* _Texto proporcionado_:
5 de octubre de 2013

Viaje a la Mdina de Rabat, en Malta

Entrada a la Mdina de Rabat en Malta
Antonio Herrera Casado / 30 marzo 2003

Es la segunda ocasión que viajo a Malta, y también la segunda visita que realizo a la ciudad de Mdina. En el centro de la pequeña isla, en un altozano desde el que se divisa entero este país minúsculo, se alza la ciudad vieja, la “Ciudad del Silencio”, la que fue núcleo fundacional de este entorno geográfico, pues ya desde mil años antes de Cristo fue utilizada como ciudad. Fue, además, la capital de Malta hasta 1570, poco después del asalto de los turcos, y en el que la bravura (hoy ya legendaria) del gran maestre de la Orden, don Juan de Homedes, y su reducido ejército de españoles, con menos de un millar de hombres resistió el ataque de un ejército de casi 50.000 musulmanes turcos. Aquello ocurrió en 1565, y cuando los guías malteses hablan, casi solamente lo hacen de aquella fecha. Hasta ese punto se quedó grabada en el subconsciente de sus habitantes.

Hemos visto La Valeta, hoy capital del estado maltés independiente, en el que ya finalmente ha sido desterrado el inglés y solo se habla o se rotula en maltés (que es una mezcla rarísima de italiano, español, latín y árabe) y hemos admirado su catedral de Saint John (a la que en viaje anterior acudimos buscando al Doncel de Malta: ver este reportaje), sus viejos palacios y el grandioso puerto, perfecto y como anclado en el tiempo. Desde el mirador que hay frente al palacio de los gobernadores españoles, destacan los grandes castillos o fuertes de San Angel (todavía sede y museo de la Orden de San Juan), San Miguel y San Telmo.

Pero la esencia de este nuevo viaje a Malta es llegarnos hasta Rabat, y allí volver a visitar la ciudadela, la Mdina, ese lugar único y espectacular, al que siempre se vuelve, porque es una de las esencias urbanísticas de Europa, un lugar de ensueño perdido en el tiempo.

* _Líneas de datos_:
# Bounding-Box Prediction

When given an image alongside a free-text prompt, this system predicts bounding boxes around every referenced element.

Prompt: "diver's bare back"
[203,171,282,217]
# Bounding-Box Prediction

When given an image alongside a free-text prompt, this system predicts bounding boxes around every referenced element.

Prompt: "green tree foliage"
---
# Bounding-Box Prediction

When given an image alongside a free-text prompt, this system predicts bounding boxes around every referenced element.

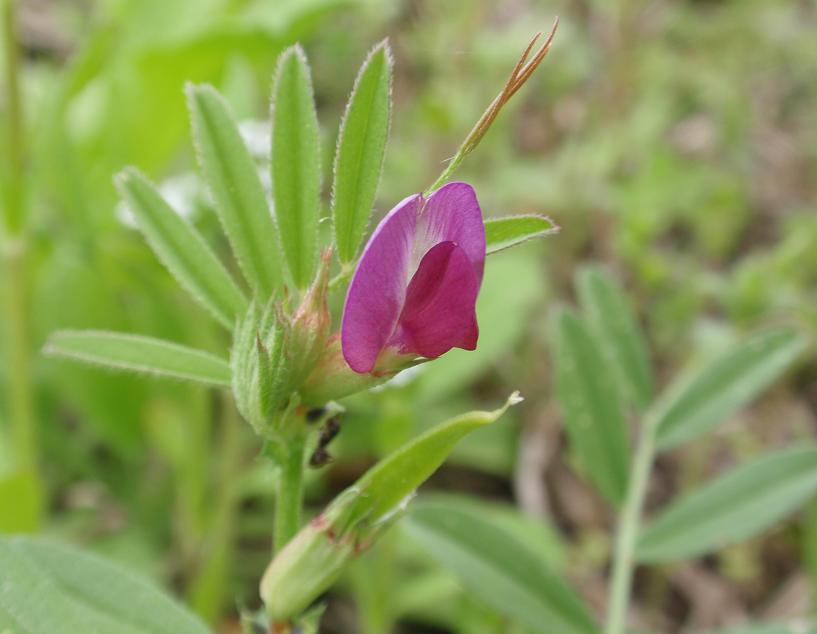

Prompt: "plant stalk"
* * *
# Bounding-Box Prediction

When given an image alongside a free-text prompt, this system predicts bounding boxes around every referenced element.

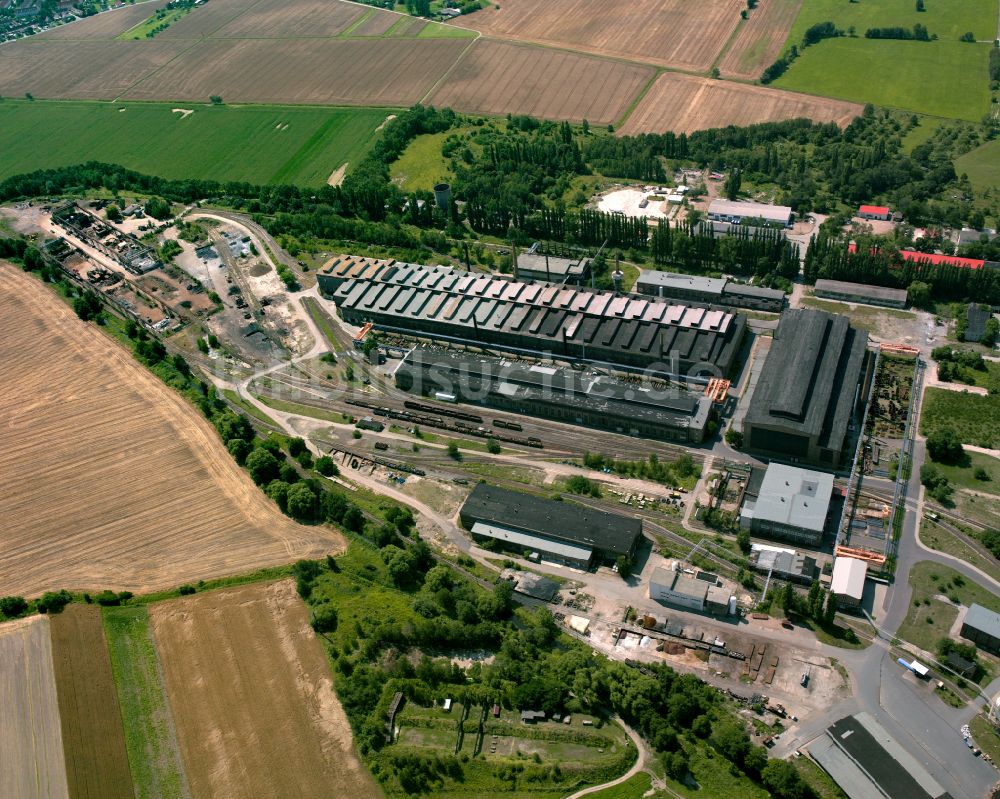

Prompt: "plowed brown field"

* _Instrucciones_:
1. Duplica el fragmento del texto sobre Mdina que empieza con las palabras que contienen "Es la segunda" y termina con "de sus habitantes.".
2. Según el texto sobre Mdina, ¿hasta qué año fue esta ciudad la capital de Malta?
El listado no tiene nada que ver con esto.

* _Resultados_:
1.
Es la segunda ocasión que viajo a Malta, y también la segunda visita que realizo a la ciudad de Mdina. En el centro de la pequeña isla, en un altozano desde el que se divisa entero este país minúsculo, se alza la ciudad vieja, la “Ciudad del Silencio”, la que fue núcleo fundacional de este entorno geográfico, pues ya desde mil años antes de Cristo fue utilizada como ciudad. Fue, además, la capital de Malta hasta 1570, poco después del asalto de los turcos, y en el que la bravura (hoy ya legendaria) del gran maestre de la Orden, don Juan de Homedes, y su reducido ejército de españoles, con menos de un millar de hombres resistió el ataque de un ejército de casi 50.000 musulmanes turcos. Aquello ocurrió en 1565, y cuando los guías malteses hablan, casi solamente lo hacen de aquella fecha. Hasta ese punto se quedó grabada en el subconsciente de sus habitantes.

2. Hasta 1570.